DESCRIPTION OF THE TASK:
Copy exactly the lines from the one containing "I would be grateful for your help identifying the dry" through the last line of the records, both included, and nothing more.

[begin DATASET RECORDS]

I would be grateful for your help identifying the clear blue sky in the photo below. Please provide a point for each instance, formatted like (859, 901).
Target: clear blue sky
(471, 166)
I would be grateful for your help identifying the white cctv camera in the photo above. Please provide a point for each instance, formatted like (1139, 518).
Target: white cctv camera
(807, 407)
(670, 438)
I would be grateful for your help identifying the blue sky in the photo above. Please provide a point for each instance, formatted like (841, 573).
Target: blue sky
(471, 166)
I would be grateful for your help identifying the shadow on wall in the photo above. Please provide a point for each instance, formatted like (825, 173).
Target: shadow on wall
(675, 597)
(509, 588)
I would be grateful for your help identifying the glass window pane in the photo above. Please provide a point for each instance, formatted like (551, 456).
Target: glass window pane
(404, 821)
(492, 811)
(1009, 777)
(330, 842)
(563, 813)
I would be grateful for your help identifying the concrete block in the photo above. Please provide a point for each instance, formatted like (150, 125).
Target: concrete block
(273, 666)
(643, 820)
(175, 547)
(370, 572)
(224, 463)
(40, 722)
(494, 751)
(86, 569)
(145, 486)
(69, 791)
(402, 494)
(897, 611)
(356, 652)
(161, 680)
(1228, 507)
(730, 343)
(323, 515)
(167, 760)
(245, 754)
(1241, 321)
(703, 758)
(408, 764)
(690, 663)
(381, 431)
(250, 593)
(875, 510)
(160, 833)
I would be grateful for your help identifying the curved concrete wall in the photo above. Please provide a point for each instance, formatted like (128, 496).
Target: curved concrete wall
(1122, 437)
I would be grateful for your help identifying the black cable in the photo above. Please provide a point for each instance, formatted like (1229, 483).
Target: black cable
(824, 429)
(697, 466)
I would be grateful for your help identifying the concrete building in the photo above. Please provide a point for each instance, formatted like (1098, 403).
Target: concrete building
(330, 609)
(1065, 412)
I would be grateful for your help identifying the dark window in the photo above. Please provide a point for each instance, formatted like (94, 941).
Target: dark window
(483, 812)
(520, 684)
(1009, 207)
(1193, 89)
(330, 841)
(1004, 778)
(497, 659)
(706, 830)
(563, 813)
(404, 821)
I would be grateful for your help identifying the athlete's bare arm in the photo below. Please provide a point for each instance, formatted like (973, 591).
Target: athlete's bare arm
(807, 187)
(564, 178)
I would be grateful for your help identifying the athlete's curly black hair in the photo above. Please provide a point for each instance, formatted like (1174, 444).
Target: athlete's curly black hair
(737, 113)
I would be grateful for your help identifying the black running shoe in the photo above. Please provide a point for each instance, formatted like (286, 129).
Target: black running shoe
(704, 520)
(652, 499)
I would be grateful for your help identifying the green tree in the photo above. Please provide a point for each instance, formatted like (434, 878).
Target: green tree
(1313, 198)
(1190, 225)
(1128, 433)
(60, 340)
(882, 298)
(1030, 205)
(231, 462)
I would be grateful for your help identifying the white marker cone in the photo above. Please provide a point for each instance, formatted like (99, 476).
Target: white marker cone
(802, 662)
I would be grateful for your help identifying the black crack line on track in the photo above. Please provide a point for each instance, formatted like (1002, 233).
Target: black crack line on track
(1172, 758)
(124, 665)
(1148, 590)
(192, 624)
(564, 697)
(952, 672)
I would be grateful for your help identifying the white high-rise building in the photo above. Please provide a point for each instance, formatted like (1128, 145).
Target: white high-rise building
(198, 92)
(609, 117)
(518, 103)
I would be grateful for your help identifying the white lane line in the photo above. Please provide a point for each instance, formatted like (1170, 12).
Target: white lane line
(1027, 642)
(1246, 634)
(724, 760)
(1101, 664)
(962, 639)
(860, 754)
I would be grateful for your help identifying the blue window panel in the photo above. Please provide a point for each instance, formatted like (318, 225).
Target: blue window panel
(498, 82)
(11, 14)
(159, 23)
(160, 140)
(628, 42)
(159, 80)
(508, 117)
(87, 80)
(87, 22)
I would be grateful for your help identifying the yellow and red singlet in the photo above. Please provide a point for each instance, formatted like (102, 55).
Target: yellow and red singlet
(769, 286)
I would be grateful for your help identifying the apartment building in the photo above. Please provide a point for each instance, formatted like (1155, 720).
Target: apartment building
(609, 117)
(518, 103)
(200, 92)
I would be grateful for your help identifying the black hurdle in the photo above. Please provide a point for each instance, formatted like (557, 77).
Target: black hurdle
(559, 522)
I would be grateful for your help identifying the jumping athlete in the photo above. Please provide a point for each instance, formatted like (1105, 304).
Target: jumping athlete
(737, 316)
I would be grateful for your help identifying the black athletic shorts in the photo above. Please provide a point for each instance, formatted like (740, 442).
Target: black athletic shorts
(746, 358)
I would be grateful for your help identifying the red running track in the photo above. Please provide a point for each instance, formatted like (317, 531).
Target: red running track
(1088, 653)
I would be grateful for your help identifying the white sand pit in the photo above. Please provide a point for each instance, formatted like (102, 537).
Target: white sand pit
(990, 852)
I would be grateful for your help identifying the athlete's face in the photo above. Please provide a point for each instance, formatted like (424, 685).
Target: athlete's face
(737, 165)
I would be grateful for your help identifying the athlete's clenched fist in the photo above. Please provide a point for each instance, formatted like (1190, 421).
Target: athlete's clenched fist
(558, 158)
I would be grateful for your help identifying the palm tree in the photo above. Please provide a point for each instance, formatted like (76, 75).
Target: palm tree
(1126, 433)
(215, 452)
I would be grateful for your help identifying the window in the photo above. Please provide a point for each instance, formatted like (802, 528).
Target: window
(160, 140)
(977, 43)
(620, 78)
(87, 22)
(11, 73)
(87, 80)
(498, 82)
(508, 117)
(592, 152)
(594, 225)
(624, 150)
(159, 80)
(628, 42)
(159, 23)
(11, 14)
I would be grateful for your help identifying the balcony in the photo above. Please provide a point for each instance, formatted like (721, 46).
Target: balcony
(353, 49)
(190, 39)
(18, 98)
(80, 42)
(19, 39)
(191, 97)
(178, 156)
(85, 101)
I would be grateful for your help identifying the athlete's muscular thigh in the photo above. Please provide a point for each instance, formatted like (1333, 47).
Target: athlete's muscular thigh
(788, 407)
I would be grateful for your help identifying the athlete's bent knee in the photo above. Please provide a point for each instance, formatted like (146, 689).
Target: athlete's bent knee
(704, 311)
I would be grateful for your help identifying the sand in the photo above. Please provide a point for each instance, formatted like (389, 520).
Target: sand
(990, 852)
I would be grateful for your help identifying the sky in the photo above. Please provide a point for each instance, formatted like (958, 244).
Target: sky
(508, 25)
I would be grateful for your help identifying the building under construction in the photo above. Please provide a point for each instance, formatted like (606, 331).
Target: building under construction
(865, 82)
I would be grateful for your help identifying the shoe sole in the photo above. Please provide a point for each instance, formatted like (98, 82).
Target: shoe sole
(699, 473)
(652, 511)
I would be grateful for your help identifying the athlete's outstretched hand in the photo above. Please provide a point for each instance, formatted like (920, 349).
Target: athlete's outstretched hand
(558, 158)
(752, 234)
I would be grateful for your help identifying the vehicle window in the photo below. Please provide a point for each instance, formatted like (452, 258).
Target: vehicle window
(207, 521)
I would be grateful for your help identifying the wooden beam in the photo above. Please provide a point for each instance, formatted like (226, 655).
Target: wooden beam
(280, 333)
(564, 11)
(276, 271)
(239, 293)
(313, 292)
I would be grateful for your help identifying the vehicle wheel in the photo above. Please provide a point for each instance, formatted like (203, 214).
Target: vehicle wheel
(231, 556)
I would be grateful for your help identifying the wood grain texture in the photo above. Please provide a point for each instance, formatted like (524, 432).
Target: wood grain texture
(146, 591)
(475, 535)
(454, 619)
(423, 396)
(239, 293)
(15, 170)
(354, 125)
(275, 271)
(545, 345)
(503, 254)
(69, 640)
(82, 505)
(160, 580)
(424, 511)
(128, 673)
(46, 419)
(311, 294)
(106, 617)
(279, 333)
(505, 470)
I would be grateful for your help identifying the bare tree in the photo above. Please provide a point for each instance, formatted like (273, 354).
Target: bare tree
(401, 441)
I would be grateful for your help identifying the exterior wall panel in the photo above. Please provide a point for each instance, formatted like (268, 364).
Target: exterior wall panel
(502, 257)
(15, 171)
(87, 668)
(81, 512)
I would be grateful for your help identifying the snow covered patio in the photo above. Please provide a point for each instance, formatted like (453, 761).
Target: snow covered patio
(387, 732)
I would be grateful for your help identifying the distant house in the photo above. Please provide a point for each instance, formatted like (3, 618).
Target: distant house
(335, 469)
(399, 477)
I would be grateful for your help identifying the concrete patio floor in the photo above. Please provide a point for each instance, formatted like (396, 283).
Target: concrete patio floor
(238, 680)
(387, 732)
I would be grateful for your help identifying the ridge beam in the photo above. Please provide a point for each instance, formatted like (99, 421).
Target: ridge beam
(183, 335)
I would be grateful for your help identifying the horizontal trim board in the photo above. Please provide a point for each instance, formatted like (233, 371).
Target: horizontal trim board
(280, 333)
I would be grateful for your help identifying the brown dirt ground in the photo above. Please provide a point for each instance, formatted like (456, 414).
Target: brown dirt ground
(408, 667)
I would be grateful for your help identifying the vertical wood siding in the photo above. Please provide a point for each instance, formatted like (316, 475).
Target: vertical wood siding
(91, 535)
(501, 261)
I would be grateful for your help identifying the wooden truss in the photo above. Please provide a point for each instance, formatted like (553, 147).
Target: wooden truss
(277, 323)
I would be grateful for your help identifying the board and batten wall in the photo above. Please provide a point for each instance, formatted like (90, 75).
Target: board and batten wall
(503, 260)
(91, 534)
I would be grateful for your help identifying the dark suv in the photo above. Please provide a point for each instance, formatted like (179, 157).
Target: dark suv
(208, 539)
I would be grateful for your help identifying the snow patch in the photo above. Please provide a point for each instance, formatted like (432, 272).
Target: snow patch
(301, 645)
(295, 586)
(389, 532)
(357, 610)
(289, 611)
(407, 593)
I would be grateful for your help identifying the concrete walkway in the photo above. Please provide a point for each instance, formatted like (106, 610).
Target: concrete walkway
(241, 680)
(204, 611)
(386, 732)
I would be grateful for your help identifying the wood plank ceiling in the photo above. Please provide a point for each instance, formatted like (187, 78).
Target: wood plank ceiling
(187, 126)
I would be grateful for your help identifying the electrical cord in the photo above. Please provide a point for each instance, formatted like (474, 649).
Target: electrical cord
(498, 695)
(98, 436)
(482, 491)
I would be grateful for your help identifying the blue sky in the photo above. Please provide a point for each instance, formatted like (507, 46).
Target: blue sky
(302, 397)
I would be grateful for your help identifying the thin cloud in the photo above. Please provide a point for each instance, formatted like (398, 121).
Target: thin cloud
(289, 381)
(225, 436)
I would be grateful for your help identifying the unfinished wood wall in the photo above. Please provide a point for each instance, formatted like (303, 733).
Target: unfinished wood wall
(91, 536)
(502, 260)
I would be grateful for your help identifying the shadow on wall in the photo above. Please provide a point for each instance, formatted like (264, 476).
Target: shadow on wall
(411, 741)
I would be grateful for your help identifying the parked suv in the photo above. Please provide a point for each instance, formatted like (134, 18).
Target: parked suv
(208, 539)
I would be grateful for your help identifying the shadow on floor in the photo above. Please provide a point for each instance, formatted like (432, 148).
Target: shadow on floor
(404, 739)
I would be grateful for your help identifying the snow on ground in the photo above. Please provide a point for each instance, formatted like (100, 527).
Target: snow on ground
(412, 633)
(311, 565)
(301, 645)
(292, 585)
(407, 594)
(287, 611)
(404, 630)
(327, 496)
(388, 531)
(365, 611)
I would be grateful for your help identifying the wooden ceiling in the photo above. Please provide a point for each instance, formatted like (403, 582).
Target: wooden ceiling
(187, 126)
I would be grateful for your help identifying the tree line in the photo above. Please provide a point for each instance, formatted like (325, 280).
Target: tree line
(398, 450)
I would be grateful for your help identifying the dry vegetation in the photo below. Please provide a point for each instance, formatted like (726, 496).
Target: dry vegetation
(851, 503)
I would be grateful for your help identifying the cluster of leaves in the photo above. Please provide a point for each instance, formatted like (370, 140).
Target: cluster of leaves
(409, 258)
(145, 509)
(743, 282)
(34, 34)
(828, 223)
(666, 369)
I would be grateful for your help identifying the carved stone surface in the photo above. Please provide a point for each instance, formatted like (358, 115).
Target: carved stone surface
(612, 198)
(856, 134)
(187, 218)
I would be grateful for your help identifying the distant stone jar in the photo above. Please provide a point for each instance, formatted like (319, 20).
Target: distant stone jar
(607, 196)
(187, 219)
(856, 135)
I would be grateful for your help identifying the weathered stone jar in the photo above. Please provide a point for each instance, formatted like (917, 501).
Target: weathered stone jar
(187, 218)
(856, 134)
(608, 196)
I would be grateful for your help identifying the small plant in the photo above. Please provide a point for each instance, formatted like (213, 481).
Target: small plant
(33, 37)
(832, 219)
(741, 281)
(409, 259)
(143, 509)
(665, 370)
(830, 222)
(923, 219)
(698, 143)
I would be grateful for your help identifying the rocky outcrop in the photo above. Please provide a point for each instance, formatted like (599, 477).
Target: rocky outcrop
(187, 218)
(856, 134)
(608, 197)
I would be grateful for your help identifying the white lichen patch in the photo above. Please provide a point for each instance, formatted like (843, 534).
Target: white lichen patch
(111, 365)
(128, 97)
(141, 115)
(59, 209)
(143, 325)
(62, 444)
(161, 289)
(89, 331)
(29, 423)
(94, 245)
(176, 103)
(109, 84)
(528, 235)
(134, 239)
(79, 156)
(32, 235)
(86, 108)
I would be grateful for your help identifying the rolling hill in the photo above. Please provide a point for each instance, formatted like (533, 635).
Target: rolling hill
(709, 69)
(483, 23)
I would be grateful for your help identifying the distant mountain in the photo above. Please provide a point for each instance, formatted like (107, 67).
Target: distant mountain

[end DATASET RECORDS]

THE OUTPUT:
I would be grateful for your help identifying the dry vegetation in the photo below. Please provide a point for each instance, formatted like (726, 496).
Target: dry vegetation
(851, 503)
I would be grateful for your help identifying the cluster of leaves in the photo above. Please provide a point for each instance, formatted like (370, 140).
Target: cluster of leaves
(409, 258)
(145, 509)
(743, 282)
(34, 34)
(828, 223)
(666, 369)
I would be grateful for your help identifying the carved stone surface in the photo above. Please provide a point for each instance, formatted like (358, 115).
Target: carved stone surface
(612, 198)
(856, 134)
(187, 218)
I would be grateful for your help identifying the distant stone jar in the photo above. Please provide a point for each instance, formatted like (319, 20).
Target: distant stone jar
(607, 196)
(187, 219)
(856, 135)
I would be grateful for your help identifying the weathered stone jar in the photo above. Please provide a point for each instance, formatted like (917, 501).
Target: weathered stone jar
(187, 218)
(856, 134)
(608, 196)
I would be grateful for your help identifying the small plant in the photo above. Please provide a point for each instance, formatted like (213, 481).
Target: small plant
(33, 37)
(832, 219)
(741, 281)
(409, 259)
(143, 509)
(665, 370)
(830, 222)
(923, 219)
(698, 143)
I would be grateful for your help identifying the rocky outcrop in the photo above. Please provide a point for each instance, formatted like (599, 477).
Target: rocky outcrop
(187, 218)
(856, 134)
(608, 197)
I would be grateful for your help identifying the white lichen patch in the photo above. Please provide a point for each instance, formatted like (843, 534).
Target: white lichen patch
(111, 365)
(128, 97)
(141, 115)
(59, 209)
(143, 325)
(62, 444)
(161, 289)
(89, 331)
(29, 423)
(94, 245)
(176, 103)
(109, 84)
(528, 235)
(134, 239)
(79, 156)
(32, 235)
(86, 108)
I would be grateful for your help identifying the rolling hill in the photo above. Please provide a point for each instance, formatted like (533, 635).
Target: rolling hill
(709, 69)
(483, 23)
I would be grateful for your help identifying the distant mountain in the photo above. Please provide a point for each instance, formatted like (107, 67).
Target: distant mountain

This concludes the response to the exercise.